→ Requirement: The whole listing should be written out again exactly.

→ Records supplied:
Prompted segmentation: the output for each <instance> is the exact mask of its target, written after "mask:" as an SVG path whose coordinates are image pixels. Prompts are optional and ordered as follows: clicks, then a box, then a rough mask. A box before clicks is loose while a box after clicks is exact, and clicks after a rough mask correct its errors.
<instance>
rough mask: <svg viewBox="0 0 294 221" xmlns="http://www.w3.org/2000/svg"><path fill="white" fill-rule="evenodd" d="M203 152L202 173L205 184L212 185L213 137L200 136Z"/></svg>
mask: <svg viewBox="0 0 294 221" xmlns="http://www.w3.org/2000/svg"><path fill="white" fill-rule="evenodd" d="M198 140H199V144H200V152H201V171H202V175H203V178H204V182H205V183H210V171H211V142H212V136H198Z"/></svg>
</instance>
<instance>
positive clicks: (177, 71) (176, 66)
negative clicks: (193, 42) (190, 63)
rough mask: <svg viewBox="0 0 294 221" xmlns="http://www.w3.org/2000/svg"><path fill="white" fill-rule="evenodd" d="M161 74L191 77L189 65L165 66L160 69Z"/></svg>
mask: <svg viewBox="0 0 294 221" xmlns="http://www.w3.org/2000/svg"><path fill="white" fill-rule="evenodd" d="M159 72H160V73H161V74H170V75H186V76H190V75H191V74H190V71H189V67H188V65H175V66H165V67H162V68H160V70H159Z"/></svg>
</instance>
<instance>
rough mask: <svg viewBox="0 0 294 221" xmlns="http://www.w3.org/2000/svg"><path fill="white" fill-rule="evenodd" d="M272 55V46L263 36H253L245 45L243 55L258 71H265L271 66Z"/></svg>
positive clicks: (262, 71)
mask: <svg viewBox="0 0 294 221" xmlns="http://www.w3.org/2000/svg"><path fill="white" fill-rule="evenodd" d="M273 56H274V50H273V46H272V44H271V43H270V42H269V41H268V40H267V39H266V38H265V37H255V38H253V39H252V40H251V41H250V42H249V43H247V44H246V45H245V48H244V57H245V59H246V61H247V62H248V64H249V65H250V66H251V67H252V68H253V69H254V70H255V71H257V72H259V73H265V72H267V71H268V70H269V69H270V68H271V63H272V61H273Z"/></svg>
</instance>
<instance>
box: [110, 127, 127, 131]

→ Your solution:
Prompted segmentation: the output for each <instance> is the exact mask of its target, written after "mask:" as an SVG path whose coordinates are image pixels. Prompts are optional and ordered as follows: clicks, then a box, then a rough mask. A box before clicks is loose while a box after clicks is exact, and clicks after a rough mask correct its errors.
<instance>
rough mask: <svg viewBox="0 0 294 221" xmlns="http://www.w3.org/2000/svg"><path fill="white" fill-rule="evenodd" d="M203 152L202 173L205 184L212 185L213 137L200 136Z"/></svg>
mask: <svg viewBox="0 0 294 221" xmlns="http://www.w3.org/2000/svg"><path fill="white" fill-rule="evenodd" d="M198 140H199V144H200V152H201V171H202V175H203V178H204V182H205V183H210V171H211V142H212V136H198Z"/></svg>
</instance>
<instance>
positive clicks: (177, 71) (176, 66)
negative clicks: (193, 42) (190, 63)
rough mask: <svg viewBox="0 0 294 221" xmlns="http://www.w3.org/2000/svg"><path fill="white" fill-rule="evenodd" d="M161 74L191 77L189 65L165 66L160 69Z"/></svg>
mask: <svg viewBox="0 0 294 221" xmlns="http://www.w3.org/2000/svg"><path fill="white" fill-rule="evenodd" d="M159 72H160V73H161V74H170V75H186V76H190V75H191V74H190V71H189V67H188V65H175V66H165V67H162V68H160V70H159Z"/></svg>
</instance>
<instance>
rough mask: <svg viewBox="0 0 294 221" xmlns="http://www.w3.org/2000/svg"><path fill="white" fill-rule="evenodd" d="M272 55V46L263 36H253L245 45L243 55L258 71H265L271 66Z"/></svg>
positive clicks: (262, 71)
mask: <svg viewBox="0 0 294 221" xmlns="http://www.w3.org/2000/svg"><path fill="white" fill-rule="evenodd" d="M273 56H274V50H273V46H272V44H271V43H270V42H269V41H268V40H267V39H266V38H265V37H255V38H253V39H252V40H251V41H250V42H249V43H247V44H246V45H245V48H244V57H245V59H246V61H247V62H248V64H249V65H250V66H251V67H252V68H253V69H254V70H255V71H257V72H259V73H265V72H267V71H268V70H269V69H270V68H271V63H272V61H273Z"/></svg>
</instance>
<instance>
box: [110, 127, 127, 131]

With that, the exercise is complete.